SUPPLIED ENTRIES —
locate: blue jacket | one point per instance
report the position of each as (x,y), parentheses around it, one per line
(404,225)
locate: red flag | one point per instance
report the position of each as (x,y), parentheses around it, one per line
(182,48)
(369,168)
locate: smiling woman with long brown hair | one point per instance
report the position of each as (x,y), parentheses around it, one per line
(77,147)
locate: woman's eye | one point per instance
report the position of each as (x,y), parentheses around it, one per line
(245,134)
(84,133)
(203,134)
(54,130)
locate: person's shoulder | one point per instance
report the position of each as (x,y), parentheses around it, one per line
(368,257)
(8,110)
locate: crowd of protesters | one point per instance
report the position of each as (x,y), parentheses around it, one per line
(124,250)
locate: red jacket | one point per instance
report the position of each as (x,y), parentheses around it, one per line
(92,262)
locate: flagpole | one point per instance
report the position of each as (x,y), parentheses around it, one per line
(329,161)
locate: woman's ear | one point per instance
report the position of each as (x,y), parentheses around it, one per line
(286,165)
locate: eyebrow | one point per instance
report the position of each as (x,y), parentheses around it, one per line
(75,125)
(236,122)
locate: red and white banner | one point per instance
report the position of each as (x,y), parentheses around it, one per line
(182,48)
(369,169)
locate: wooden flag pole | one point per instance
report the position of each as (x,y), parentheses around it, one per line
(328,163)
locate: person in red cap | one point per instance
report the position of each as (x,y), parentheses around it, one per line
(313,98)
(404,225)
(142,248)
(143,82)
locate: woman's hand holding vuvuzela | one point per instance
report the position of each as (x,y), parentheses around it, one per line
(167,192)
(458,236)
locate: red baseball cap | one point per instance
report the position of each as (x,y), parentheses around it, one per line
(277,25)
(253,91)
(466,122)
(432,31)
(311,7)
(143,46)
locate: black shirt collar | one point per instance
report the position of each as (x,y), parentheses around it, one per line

TRY IT — Restate, word for word and without additions, every line from the top of the listing above through the line that contains "locate: woman's hand".

TASK SOLUTION —
locate: blue jacket | one point per instance
report the position of each as (x,y), parentheses around it, one per line
(404,225)
locate: red flag | one point per instance
report the position of each as (x,y), parentheses around it, one per line
(182,48)
(369,168)
locate: smiling woman with long brown hair | one point per instance
report the position of each as (x,y), parentheses around it, one per line
(77,147)
locate: woman's eye | one point per instance
report the position of each as (x,y), parentheses around it, one per line
(245,134)
(84,133)
(203,134)
(54,130)
locate: person's shoulder | one point per instance
report the position of each as (x,y), parentheses around it, one per line
(368,257)
(8,110)
locate: crowd of protesters | one point per instance
report the position of each as (x,y), parentheses around it, one per line
(124,250)
locate: red jacket | one point per instance
report the position of each as (x,y), parentheses around it, one per line
(92,262)
locate: flagpole | one point per instance
report the position of each as (x,y), parentheses around it, one per line
(329,161)
locate: woman's ear | one point per instance
report the position of each as (x,y), parentheses around it, one per line
(286,165)
locate: eyebrow | one point per instance
report the position of each as (x,y), parentheses around it, one per line
(75,125)
(236,122)
locate: red and white banner | one point per instance
report the position of each as (x,y), parentheses around it, one per line
(182,48)
(369,169)
locate: wooden flag pole | one point per instance
report the position of each as (x,y), parentheses around it, one per line
(328,163)
locate: person in red cap | one point per instance
report the position of each as (x,y), parentheses around it, one per line
(313,98)
(404,225)
(142,248)
(143,82)
locate: woman's hand holding vuvuzela | one point per instance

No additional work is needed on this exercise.